Problem: Rewrite the entries from the start through the line with "237,779,333,849", putting "glass" in place of "window" and keeping everything else the same.

Saved data entries:
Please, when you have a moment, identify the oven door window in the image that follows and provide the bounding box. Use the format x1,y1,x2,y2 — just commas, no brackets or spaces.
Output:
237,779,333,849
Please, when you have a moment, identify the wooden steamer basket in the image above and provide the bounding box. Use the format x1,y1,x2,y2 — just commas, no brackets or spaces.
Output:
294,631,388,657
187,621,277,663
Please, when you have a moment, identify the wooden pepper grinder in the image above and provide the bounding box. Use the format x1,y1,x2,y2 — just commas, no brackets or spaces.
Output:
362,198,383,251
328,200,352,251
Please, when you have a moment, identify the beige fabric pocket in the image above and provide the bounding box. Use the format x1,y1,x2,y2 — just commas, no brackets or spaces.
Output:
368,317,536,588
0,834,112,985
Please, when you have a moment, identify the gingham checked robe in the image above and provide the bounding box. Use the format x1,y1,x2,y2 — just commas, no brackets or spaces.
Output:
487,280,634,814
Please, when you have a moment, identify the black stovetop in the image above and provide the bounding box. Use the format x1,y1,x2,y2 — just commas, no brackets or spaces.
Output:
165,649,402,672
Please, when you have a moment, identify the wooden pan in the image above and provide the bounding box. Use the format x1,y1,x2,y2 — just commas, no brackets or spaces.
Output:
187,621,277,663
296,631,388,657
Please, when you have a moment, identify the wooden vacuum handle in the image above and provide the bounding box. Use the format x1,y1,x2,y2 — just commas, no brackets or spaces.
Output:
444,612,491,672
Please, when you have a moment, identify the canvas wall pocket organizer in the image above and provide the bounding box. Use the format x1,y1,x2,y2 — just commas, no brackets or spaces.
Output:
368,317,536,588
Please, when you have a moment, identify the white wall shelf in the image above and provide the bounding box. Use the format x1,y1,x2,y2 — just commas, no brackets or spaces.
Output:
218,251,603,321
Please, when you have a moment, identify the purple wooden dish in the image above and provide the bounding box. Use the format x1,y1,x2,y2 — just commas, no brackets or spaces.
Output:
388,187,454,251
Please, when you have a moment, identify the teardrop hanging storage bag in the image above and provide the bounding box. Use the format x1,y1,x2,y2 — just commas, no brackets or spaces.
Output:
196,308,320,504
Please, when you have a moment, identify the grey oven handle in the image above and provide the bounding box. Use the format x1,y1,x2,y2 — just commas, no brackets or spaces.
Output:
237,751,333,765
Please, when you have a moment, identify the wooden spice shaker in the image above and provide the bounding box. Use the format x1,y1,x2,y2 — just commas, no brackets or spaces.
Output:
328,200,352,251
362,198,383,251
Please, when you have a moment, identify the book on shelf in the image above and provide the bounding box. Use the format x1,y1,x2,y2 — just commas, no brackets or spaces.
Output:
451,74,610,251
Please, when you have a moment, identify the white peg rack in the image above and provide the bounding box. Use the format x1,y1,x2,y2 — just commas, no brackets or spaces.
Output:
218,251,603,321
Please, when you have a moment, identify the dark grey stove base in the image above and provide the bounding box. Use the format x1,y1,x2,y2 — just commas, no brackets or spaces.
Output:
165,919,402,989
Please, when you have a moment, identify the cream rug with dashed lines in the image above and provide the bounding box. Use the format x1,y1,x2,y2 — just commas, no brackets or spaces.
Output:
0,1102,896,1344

Final result:
Please, when you have a moment, identify the oven door glass in the image that follows and provide the bounding box. Use the format x1,y1,x2,y2 — just commas, no brackets or spaces.
Output:
237,779,333,849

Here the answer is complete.